Supplied passage:
------------------------------------------------------------
Although is this really what Fuyumi wants?  She thinks not, but Staz's heart is certainly in the right place, and with her demonic body unable to stand long in the human world without disappearing entirely Staz is the only one capable of sustaining her.  There are only more problems rather than solutions on the horizon however, as Staz and Fuyumi run into the original owner of the portal they used to travel to the human world, Bell Hydra.  Although the portal was stolen from her, that doesn't stop her from kidnapping Fuyumi and getting Staz to run errands for her - then again, it seems like she might also have some useful information that will be of interest to Fuyumi and her hopes of becoming human again...

While its low budget animation quality certainly doesn't help (at times this show looks more like a Flash animation than anything else), there also isn't really anything else much to sink my teeth into (with every pun intended) from this series thus far.  It's successful humour is pretty thin on the ground, Fuyumi is perhaps the most boring female character ever to grace an anime adaptation (although at least her stupidity is used for at least one decent gag), and although its plot is fast-moving, that doesn't really deflect from the fact that it feels arbitrary and by the numbers at this point in time.  Perhaps it'll find its feet as it extends its cast, but I'm not holding out much hope at present.

Attack on Titan - Episode 14

After last week's recap instalment, it's back to business with this week's Attack on Titan, as Eren agrees to join Levi and the Survey Corps.

However, life is rarely that simple, and as word spreads about the story of a Titan who fights for, not against, mankind, so public opinion suffers a divisive and potentially dangerous split - some see this development as the appearance of a "saviour", others as a menace which must be wiped out completely.  This disagreement extends all the way up to the top of the political and military tree, with the Survey Corps keen to keep their hands on this new "weapon" while the military police want nothing more than to execute and dissect such a potentially dangerous individual.

In the end, the decision comes down to just one man who oversees the entire military operation, and as Eren is dragged into the military court so he becomes the centrepiece between those arguing on both sides of the divide about the potential or mere potential for danger that he offers.  With those seeing Eren as a valuable weapon quick to realise that they are at a distinct disadvantage in this argument which is more about hearts than minds, they equally realise that it'll take a particularly drastic event to influence the final decision.  Thankfully for Eren, Levi is not a man to be trifled with, and his sheer force and will (coupled with a fair few boots and fists to Eren's face) convinces those present that he is the man to tame Eren, and what's more that the Survey Corps have a perfect plan to further ensure that Eren isn't a threat that will pose no danger to those inside the city walls.

Even though this week's episode is more courtroom drama than action-packed event, it still feels like another pretty strong instalment of the series that makes decent use of the setting and some of the show's main personalities to provide a few twists and turns before setting the story on its next course.  Once again, I remain very much on-board with where the series is going, so hopefully it won't disappoint.

Saturday, 13 July 2013

Genshiken Second Season - Episode 2

In the name of keeping the club active, Ogiue is playing editor with plans for the Genshiken's members to make up a mini-magazine where they all get to introduce themselves, draw something and talk a little about what they like.
------------------------------------------------------------
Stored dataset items
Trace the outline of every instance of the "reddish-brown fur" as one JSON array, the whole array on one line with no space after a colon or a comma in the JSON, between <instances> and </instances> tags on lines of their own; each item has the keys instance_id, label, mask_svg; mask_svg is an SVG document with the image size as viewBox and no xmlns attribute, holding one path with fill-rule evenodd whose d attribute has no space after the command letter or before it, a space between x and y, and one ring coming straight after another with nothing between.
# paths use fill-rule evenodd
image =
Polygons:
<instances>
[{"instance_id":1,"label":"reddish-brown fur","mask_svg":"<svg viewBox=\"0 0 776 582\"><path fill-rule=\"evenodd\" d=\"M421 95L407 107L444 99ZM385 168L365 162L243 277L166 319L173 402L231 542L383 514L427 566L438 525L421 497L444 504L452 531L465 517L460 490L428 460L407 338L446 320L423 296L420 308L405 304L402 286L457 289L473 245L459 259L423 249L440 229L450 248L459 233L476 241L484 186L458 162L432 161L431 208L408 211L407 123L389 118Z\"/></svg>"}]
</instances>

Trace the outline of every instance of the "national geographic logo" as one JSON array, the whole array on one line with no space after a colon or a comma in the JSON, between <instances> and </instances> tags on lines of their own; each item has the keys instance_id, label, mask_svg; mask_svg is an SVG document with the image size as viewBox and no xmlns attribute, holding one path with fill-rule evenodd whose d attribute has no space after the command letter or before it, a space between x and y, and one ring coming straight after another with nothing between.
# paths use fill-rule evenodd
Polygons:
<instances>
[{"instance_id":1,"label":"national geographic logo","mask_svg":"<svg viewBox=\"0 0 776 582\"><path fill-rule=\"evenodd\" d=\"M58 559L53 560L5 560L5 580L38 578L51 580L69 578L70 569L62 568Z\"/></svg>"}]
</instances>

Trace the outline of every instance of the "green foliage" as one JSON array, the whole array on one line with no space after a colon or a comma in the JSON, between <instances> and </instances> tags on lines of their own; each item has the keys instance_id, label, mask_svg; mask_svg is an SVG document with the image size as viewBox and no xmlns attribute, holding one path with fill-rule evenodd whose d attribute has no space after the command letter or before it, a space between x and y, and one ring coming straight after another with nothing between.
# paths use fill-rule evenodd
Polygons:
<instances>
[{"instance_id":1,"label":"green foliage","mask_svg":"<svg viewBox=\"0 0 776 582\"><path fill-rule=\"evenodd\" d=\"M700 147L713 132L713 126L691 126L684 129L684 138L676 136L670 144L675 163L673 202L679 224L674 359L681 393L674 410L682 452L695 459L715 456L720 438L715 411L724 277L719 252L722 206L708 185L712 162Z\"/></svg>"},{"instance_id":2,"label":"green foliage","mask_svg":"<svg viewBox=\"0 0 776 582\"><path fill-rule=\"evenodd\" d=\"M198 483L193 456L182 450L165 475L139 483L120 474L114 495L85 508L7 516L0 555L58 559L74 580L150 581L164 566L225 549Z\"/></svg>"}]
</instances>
------------------------------------------------------------
Stated exercise 1:
In the anime reviews above, copy everything from "While its low" down to "hope at present." without changing a word.
Stated exercise 2:
Condense the paragraph in the anime reviews that begins "However, life is rarely that simple" into a short bulleted list of its main facts.

Full solution 1:
While its low budget animation quality certainly doesn't help (at times this show looks more like a Flash animation than anything else), there also isn't really anything else much to sink my teeth into (with every pun intended) from this series thus far.  It's successful humour is pretty thin on the ground, Fuyumi is perhaps the most boring female character ever to grace an anime adaptation (although at least her stupidity is used for at least one decent gag), and although its plot is fast-moving, that doesn't really deflect from the fact that it feels arbitrary and by the numbers at this point in time.  Perhaps it'll find its feet as it extends its cast, but I'm not holding out much hope at present.

Full solution 2:
- Word spreads of a Titan who fights for mankind rather than against it.
- Public opinion splits: some see a "saviour," others a menace to be wiped out completely.
- The disagreement reaches the top of the political and military tree.
- The Survey Corps want to keep this new "weapon."
- The military police want to execute and dissect him.